▸ **Directions for this task**
Carry over every line from the start of the image segmentation entries down to the line containing "73 168 L 63", adding 19 to each coordinate in the answers. Leave the pictures out.

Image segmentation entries
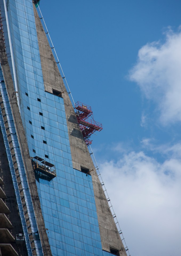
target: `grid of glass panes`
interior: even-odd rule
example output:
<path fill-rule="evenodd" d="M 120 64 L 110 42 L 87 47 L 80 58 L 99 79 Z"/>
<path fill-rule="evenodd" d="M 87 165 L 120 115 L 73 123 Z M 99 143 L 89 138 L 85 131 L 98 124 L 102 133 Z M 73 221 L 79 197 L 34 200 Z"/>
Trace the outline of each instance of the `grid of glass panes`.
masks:
<path fill-rule="evenodd" d="M 73 168 L 63 99 L 45 91 L 32 0 L 9 0 L 7 9 L 30 154 L 56 170 L 50 181 L 36 176 L 53 254 L 101 256 L 91 177 Z"/>

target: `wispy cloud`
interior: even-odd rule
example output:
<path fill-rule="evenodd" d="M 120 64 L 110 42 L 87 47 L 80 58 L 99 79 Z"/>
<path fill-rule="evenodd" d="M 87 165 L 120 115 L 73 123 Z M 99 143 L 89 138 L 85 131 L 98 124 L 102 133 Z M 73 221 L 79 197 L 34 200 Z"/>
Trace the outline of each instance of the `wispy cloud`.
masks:
<path fill-rule="evenodd" d="M 133 151 L 99 165 L 131 253 L 179 256 L 180 158 L 160 163 Z"/>
<path fill-rule="evenodd" d="M 144 112 L 142 112 L 141 118 L 140 125 L 142 127 L 146 127 L 147 126 L 146 115 Z"/>
<path fill-rule="evenodd" d="M 181 31 L 169 29 L 163 43 L 148 43 L 139 50 L 130 79 L 156 103 L 163 124 L 181 121 Z"/>

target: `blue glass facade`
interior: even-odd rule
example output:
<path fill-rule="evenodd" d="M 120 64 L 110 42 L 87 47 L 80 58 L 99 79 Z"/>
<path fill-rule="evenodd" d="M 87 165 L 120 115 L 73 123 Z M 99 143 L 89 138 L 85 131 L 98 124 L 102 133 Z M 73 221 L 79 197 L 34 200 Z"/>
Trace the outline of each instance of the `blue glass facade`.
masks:
<path fill-rule="evenodd" d="M 103 251 L 91 176 L 74 169 L 63 99 L 45 91 L 32 0 L 9 0 L 9 22 L 22 119 L 30 157 L 53 165 L 37 185 L 53 255 L 109 256 Z"/>

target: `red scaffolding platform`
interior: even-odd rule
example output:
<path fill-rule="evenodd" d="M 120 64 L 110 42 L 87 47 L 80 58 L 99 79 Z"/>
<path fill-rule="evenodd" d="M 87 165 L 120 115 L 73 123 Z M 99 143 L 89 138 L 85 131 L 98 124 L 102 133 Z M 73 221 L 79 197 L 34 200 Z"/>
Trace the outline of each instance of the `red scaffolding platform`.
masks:
<path fill-rule="evenodd" d="M 101 131 L 102 129 L 102 126 L 101 123 L 96 122 L 94 120 L 92 112 L 90 106 L 79 101 L 78 101 L 75 105 L 75 109 L 77 110 L 76 114 L 77 121 L 86 144 L 88 145 L 91 144 L 92 141 L 88 138 L 96 131 Z"/>

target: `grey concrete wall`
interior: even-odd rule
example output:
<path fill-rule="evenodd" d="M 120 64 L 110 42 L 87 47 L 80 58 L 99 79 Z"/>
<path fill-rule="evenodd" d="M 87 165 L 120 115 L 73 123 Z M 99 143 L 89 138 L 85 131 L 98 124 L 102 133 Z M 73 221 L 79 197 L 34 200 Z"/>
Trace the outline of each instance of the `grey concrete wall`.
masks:
<path fill-rule="evenodd" d="M 13 82 L 7 56 L 5 51 L 4 45 L 2 37 L 2 34 L 0 34 L 0 61 L 2 66 L 5 81 L 7 89 L 13 118 L 15 121 L 15 124 L 25 168 L 43 250 L 45 255 L 51 256 L 51 253 L 40 207 L 40 203 L 38 193 L 34 171 L 29 154 L 25 133 L 19 111 L 16 93 L 14 89 Z M 3 142 L 2 142 L 1 144 L 2 144 Z M 7 168 L 7 166 L 6 168 Z M 7 184 L 8 182 L 11 182 L 10 181 L 11 180 L 10 176 L 9 179 L 9 182 L 7 179 L 7 181 L 6 181 L 6 184 Z M 11 194 L 10 191 L 9 193 Z M 12 193 L 12 194 L 13 194 Z M 9 206 L 10 207 L 10 209 L 9 207 L 10 211 L 11 209 L 13 210 L 13 207 L 17 208 L 15 198 L 14 198 L 13 204 L 14 206 L 12 206 L 12 205 L 8 205 L 8 207 Z M 12 208 L 12 207 L 13 207 L 13 208 Z M 17 210 L 16 211 L 17 212 Z M 15 225 L 16 225 L 15 220 L 17 218 L 17 217 L 16 217 L 14 222 Z"/>
<path fill-rule="evenodd" d="M 102 248 L 108 251 L 110 251 L 110 247 L 120 250 L 120 255 L 126 256 L 126 254 L 124 246 L 77 123 L 74 108 L 35 7 L 34 12 L 45 90 L 52 93 L 53 89 L 64 92 L 62 96 L 64 100 L 73 167 L 80 170 L 81 166 L 90 170 L 93 170 L 91 174 Z"/>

▸ **Correct response**
target: `grid of glass panes`
interior: even-odd rule
example output:
<path fill-rule="evenodd" d="M 120 64 L 110 42 L 87 47 L 80 58 L 99 79 Z"/>
<path fill-rule="evenodd" d="M 87 165 L 120 115 L 73 123 Z M 99 143 L 89 138 L 85 131 L 98 124 L 102 133 Z M 73 221 L 79 197 L 34 200 Z"/>
Trace the outline of each instance of the `grid of glass panes`.
masks:
<path fill-rule="evenodd" d="M 92 187 L 82 118 L 64 110 L 51 19 L 28 19 L 26 28 L 49 173 L 75 189 L 69 200 L 55 195 L 72 273 L 120 275 L 110 196 Z"/>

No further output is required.